TASK TO CARRY OUT
Convert the entries below into a JSON list of strings, with one string for each line and blank lines omitted.

Stored data entries:
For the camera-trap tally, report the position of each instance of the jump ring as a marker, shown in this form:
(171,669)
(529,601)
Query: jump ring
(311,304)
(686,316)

EXPECTED ANSWER
[
  "For the camera-trap tally, report the position of each instance of the jump ring as a marker, shown in this form:",
  "(171,669)",
  "(529,601)",
  "Query: jump ring",
  "(311,304)",
  "(686,316)"
]